EXERCISE DIRECTIONS: Print the lines of the listing below verbatim, starting with the line containing "grass visible in" and continuing through the line containing "[[95, 107, 314, 195]]", with both of those lines included.

SUPPLIED INFORMATION:
┌──
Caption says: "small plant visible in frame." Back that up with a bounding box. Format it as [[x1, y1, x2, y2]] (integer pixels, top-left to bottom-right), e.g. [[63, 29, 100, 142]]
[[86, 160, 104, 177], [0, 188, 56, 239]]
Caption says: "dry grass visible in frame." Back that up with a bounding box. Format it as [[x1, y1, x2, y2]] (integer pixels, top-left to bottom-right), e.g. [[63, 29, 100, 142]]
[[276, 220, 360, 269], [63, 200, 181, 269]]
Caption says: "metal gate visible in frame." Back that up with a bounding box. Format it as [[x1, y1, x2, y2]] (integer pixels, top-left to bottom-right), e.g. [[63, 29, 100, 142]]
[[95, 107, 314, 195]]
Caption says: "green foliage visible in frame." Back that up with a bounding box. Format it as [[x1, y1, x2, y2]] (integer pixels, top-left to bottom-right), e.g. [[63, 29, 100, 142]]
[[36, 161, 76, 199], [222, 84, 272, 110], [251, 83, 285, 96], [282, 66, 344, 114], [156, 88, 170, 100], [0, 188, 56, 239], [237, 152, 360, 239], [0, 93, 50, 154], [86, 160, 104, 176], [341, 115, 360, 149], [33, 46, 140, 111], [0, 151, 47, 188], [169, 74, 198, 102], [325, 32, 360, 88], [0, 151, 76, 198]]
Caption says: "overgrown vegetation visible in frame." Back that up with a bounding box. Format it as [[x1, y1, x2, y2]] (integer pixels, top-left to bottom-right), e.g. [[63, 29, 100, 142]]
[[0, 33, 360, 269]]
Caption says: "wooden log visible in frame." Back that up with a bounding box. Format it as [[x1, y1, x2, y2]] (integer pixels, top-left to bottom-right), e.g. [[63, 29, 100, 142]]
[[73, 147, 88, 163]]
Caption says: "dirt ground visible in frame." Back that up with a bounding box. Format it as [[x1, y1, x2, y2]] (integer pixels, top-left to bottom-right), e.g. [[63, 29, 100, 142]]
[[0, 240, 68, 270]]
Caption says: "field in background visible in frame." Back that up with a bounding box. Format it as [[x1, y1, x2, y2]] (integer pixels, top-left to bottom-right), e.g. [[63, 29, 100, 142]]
└──
SOLUTION FOR THIS PROBLEM:
Caption says: "dry grass visible in frame." Back that up with a bounding box. Format it as [[x1, y1, x2, y2]] (integer pixels, top-left to bottom-right), e.g. [[63, 29, 100, 142]]
[[276, 220, 360, 269], [63, 200, 181, 269]]
Caption says: "metal gate visible in frame." Back that up with a bounding box. Format it as [[x1, y1, x2, y2]] (integer pixels, top-left to bottom-right), e.g. [[63, 29, 100, 142]]
[[95, 107, 314, 195]]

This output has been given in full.